(INFORMATION PROVIDED)
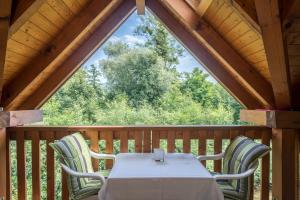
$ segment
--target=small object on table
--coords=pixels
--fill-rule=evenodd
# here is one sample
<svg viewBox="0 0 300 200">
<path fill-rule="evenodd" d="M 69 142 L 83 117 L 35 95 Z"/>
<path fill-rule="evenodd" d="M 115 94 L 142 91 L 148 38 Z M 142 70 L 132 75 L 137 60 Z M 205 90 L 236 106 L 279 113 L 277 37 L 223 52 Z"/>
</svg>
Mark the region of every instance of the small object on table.
<svg viewBox="0 0 300 200">
<path fill-rule="evenodd" d="M 165 151 L 163 149 L 154 149 L 153 150 L 153 159 L 155 161 L 164 162 L 165 161 Z"/>
</svg>

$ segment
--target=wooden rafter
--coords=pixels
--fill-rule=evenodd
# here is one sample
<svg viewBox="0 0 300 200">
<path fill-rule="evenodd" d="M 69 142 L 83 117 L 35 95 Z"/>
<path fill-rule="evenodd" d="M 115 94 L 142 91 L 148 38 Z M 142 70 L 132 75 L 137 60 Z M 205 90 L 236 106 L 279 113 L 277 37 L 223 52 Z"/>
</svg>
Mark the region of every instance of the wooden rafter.
<svg viewBox="0 0 300 200">
<path fill-rule="evenodd" d="M 249 1 L 244 0 L 232 0 L 231 2 L 234 9 L 236 9 L 256 31 L 261 32 L 254 5 L 250 5 Z"/>
<path fill-rule="evenodd" d="M 12 36 L 47 0 L 19 0 L 13 2 L 9 37 Z"/>
<path fill-rule="evenodd" d="M 81 66 L 81 64 L 116 30 L 134 11 L 134 1 L 124 1 L 83 41 L 82 45 L 67 59 L 20 107 L 39 108 Z"/>
<path fill-rule="evenodd" d="M 49 65 L 55 63 L 60 55 L 63 55 L 68 47 L 76 42 L 83 35 L 101 21 L 102 11 L 112 1 L 98 0 L 91 1 L 74 19 L 48 44 L 48 47 L 34 60 L 32 60 L 18 76 L 16 76 L 4 88 L 4 95 L 1 101 L 6 110 L 14 109 L 22 92 L 26 90 L 34 80 L 47 69 Z"/>
<path fill-rule="evenodd" d="M 138 15 L 145 14 L 145 0 L 135 0 Z"/>
<path fill-rule="evenodd" d="M 270 83 L 259 74 L 223 37 L 204 19 L 191 9 L 184 0 L 165 0 L 186 25 L 196 31 L 205 48 L 221 60 L 235 76 L 242 79 L 247 88 L 266 107 L 274 106 L 274 96 Z"/>
<path fill-rule="evenodd" d="M 242 104 L 248 108 L 263 107 L 162 3 L 149 0 L 146 1 L 146 6 Z M 195 18 L 190 16 L 188 19 L 192 23 Z"/>
<path fill-rule="evenodd" d="M 292 106 L 290 72 L 278 0 L 255 0 L 255 6 L 262 29 L 276 108 L 290 109 Z"/>
<path fill-rule="evenodd" d="M 195 9 L 200 17 L 208 10 L 213 0 L 186 0 L 186 2 Z"/>
</svg>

(TASK TO CARRY OUT) From the first record to the last, retype everything exactly except the images.

(FINISHED TASK)
$ segment
--target=small object on table
--coords=pixels
--fill-rule=evenodd
# here is one sample
<svg viewBox="0 0 300 200">
<path fill-rule="evenodd" d="M 69 142 L 83 117 L 35 95 Z"/>
<path fill-rule="evenodd" d="M 115 94 L 142 91 L 148 38 Z M 142 70 L 132 75 L 137 60 Z M 205 90 L 236 106 L 279 113 L 277 37 L 223 52 Z"/>
</svg>
Mark the region of every instance of the small object on table.
<svg viewBox="0 0 300 200">
<path fill-rule="evenodd" d="M 165 151 L 163 149 L 154 149 L 153 150 L 153 159 L 155 161 L 164 162 L 165 161 Z"/>
</svg>

$ segment
--target=wooden rafter
--coords=pixels
--fill-rule=evenodd
# here is one sample
<svg viewBox="0 0 300 200">
<path fill-rule="evenodd" d="M 69 142 L 83 117 L 35 95 Z"/>
<path fill-rule="evenodd" d="M 115 94 L 142 91 L 148 38 Z M 142 70 L 132 75 L 137 60 Z M 205 90 L 236 106 L 279 113 L 277 37 L 223 52 Z"/>
</svg>
Mark the region of every instance of the wooden rafter.
<svg viewBox="0 0 300 200">
<path fill-rule="evenodd" d="M 249 1 L 244 0 L 232 0 L 231 2 L 234 9 L 236 9 L 256 31 L 261 32 L 254 5 L 250 5 Z"/>
<path fill-rule="evenodd" d="M 12 36 L 47 0 L 19 0 L 13 2 L 9 37 Z"/>
<path fill-rule="evenodd" d="M 81 66 L 81 64 L 116 30 L 134 11 L 134 1 L 124 1 L 83 41 L 82 45 L 67 59 L 20 107 L 39 108 Z"/>
<path fill-rule="evenodd" d="M 49 65 L 55 63 L 60 55 L 63 55 L 68 47 L 76 42 L 83 35 L 101 21 L 102 11 L 112 1 L 98 0 L 91 1 L 74 19 L 48 44 L 48 47 L 34 60 L 32 60 L 18 76 L 16 76 L 4 88 L 4 95 L 1 101 L 6 110 L 14 109 L 22 92 L 26 90 L 34 80 L 47 69 Z"/>
<path fill-rule="evenodd" d="M 138 15 L 145 14 L 145 0 L 135 0 Z"/>
<path fill-rule="evenodd" d="M 270 83 L 259 74 L 223 37 L 204 19 L 191 9 L 184 0 L 165 0 L 186 25 L 196 31 L 205 48 L 221 60 L 235 76 L 242 79 L 247 88 L 266 107 L 274 106 L 274 96 Z"/>
<path fill-rule="evenodd" d="M 242 104 L 248 108 L 263 107 L 162 3 L 149 0 L 146 1 L 146 6 Z M 195 18 L 190 16 L 188 19 L 192 23 Z"/>
<path fill-rule="evenodd" d="M 292 106 L 290 72 L 278 0 L 255 0 L 255 6 L 262 29 L 276 108 L 290 109 Z"/>
<path fill-rule="evenodd" d="M 195 9 L 200 17 L 208 10 L 213 0 L 186 0 L 186 2 Z"/>
</svg>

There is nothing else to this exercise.